Detection annotation records:
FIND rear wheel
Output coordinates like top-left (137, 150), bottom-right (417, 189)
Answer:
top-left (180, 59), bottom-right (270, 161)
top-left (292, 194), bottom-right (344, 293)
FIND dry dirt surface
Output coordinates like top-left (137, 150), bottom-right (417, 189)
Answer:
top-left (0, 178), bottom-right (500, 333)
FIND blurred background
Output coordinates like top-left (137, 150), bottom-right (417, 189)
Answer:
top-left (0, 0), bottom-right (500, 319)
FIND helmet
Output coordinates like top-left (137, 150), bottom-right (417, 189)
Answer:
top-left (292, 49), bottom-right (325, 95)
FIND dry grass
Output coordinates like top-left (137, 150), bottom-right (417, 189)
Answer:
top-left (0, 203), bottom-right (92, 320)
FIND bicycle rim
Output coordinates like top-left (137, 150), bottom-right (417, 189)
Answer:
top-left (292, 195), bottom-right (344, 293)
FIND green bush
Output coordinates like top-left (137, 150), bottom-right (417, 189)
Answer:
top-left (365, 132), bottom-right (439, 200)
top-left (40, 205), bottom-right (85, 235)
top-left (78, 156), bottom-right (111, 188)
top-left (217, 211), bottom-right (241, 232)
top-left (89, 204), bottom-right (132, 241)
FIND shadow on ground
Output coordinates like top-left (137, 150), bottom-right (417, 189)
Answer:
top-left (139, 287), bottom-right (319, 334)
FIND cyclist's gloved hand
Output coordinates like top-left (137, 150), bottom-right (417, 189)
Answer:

▶ What you need to do
Copy all of the records above line for line, with no changes.

▶ Answer to this problem
FIND rear wheel
Output coordinates like top-left (137, 150), bottom-right (417, 189)
Answer:
top-left (180, 59), bottom-right (270, 161)
top-left (292, 194), bottom-right (344, 293)
FIND dry dirt surface
Output coordinates like top-left (137, 150), bottom-right (417, 189)
Answer:
top-left (0, 178), bottom-right (500, 333)
FIND blurred background
Output coordinates like top-left (137, 150), bottom-right (417, 189)
Answer:
top-left (0, 0), bottom-right (500, 319)
FIND helmet
Output coordinates like top-left (137, 150), bottom-right (417, 189)
Answer:
top-left (292, 49), bottom-right (325, 95)
FIND dry grass
Output coordinates like top-left (137, 150), bottom-right (417, 189)
Answer:
top-left (0, 203), bottom-right (92, 320)
FIND bicycle rim
Output coordinates like top-left (137, 150), bottom-right (417, 189)
Answer:
top-left (292, 195), bottom-right (344, 293)
FIND green bush
Output coordinates like top-left (137, 150), bottom-right (417, 189)
Answer:
top-left (365, 132), bottom-right (439, 200)
top-left (40, 205), bottom-right (85, 235)
top-left (78, 156), bottom-right (111, 188)
top-left (217, 211), bottom-right (241, 232)
top-left (89, 204), bottom-right (132, 241)
FIND shadow on ground
Output coordinates like top-left (137, 150), bottom-right (417, 189)
Answer:
top-left (139, 287), bottom-right (319, 334)
FIND cyclist's gloved hand
Output coordinates like top-left (137, 150), bottom-right (417, 189)
Answer:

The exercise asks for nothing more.